◆ **THINGS TO DO**
1. Decide whether each statement agrees with the film rankings, answering yes or no and quoting the words that settle it: (a) Popstar: Never Stop Never Stopping was written by all three Lonely Islanders; (b) The Lobster holds the number seven spot; (c) Chazelle shared a writing credit on 10 Cloverfield Lane.
2. Swap "force of cinema" for "triumph of cinema" in the film rankings, writing out the passage starting with "7. La La Land" and going on through "extraordinary than film.".

◆ **DOCUMENT EXCERPT**
-*-

8. Popstar: Never Stop Never Stopping
Lonely Island has been a comedic commodity (or musical commodity, depending on your area of emphasis) for more than a decade now. And I just didn’t get it. Hits like “I’m On a Boat” and “I Just Had Sex” registered as simplistic comedy masquerading as semi-serious attempts at pop music stardom. But after seeing Popstar: Never Stop Never Stopping (written by all three Lonely Islanders: Akiva Schaffer, Jorma Raccone and Andy Samberg), I totally get it now. Popstar puts all of The Lonely Island’s discography into context and presents Conner 4 Real (Andy Samberg), the film’s protagonist and the exaggerated id of pop music’s most flamboyant personalities. Popstar is not just the funniest film of 2016, it’s the most biting satire of the last decade, expertly skewering every facet of pop music and the industry. And for all of its ridiculous antics (including a Buffalo Bill style wardrobe malfunction, a singing refrigerator, and dog-shit pancackes), Popstar is an oddly affectionate portrait of friendship and creative expression.
7. La La Land
Damien Chazelle’s La La Land is a force of cinema. It harnesses the charisma and glamour of old Hollywood musicals and inextricably links them with the disconsolate life of struggling artists in the twenty-first century. Seb and Mia (played by Ryan Gosling and Emma Stone, whose chemistry is only overshadowed by the magnitude of Stone’s performance) are very real characters inhabiting a world built upon a Hollywood facade. Chazelle (who has had one hell of a year, also sharing a writing credit on 10 Cloverfield Lane) and composer Justin Hurwitz strike the perfect balance between show-stopping musical sequences and brooding melodies that culminate in a stunning finale that challenges anyone to find an artistic medium more extraordinary than film.
6. The Lobster
Trying to nail down a single theme for a year such as this may be a difficult task but I am willing to try. I think 2016’s overarching cinematic theme is the idea of finding purpose amidst the absurd melancholy of life (this would be an apt theme for La La Land, Peter and the Farm and at least three films forthcoming on this list). And no film exemplifies this theme better than Yorgos Lanthimos’ (the anomalous auteur behind 2009’s sensational Dogtooth) The Lobster. The Lobster sees an impotent oaf (played with pitch perfect despondency by Colin Farrell) check-in to a villa where guests must find love or be turned into an animal. Like his films before it (in addition to Dogtooth, Lanthimos’ Alps is an avant-garde oddity), Lanthimos creates a premise that is outlandish and hyperbolic, but uses this absurdist humor to whittle away at the characters. And from a bizarre piece of experimental comedy, Lanthimos yields a poignant story of love and belonging.

-*-

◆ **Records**
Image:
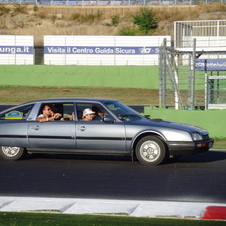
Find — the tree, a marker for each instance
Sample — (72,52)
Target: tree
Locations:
(145,20)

-*-

◆ **ANSWERS FOR THE EXERCISE**
1.
(a) Yes: "written by all three Lonely Islanders: Akiva Schaffer, Jorma Raccone and Andy Samberg"
(b) No: "6. The Lobster"
(c) Yes: "also sharing a writing credit on 10 Cloverfield Lane"

2.
7. La La Land
Damien Chazelle’s La La Land is a triumph of cinema. It harnesses the charisma and glamour of old Hollywood musicals and inextricably links them with the disconsolate life of struggling artists in the twenty-first century. Seb and Mia (played by Ryan Gosling and Emma Stone, whose chemistry is only overshadowed by the magnitude of Stone’s performance) are very real characters inhabiting a world built upon a Hollywood facade. Chazelle (who has had one hell of a year, also sharing a writing credit on 10 Cloverfield Lane) and composer Justin Hurwitz strike the perfect balance between show-stopping musical sequences and brooding melodies that culminate in a stunning finale that challenges anyone to find an artistic medium more extraordinary than film.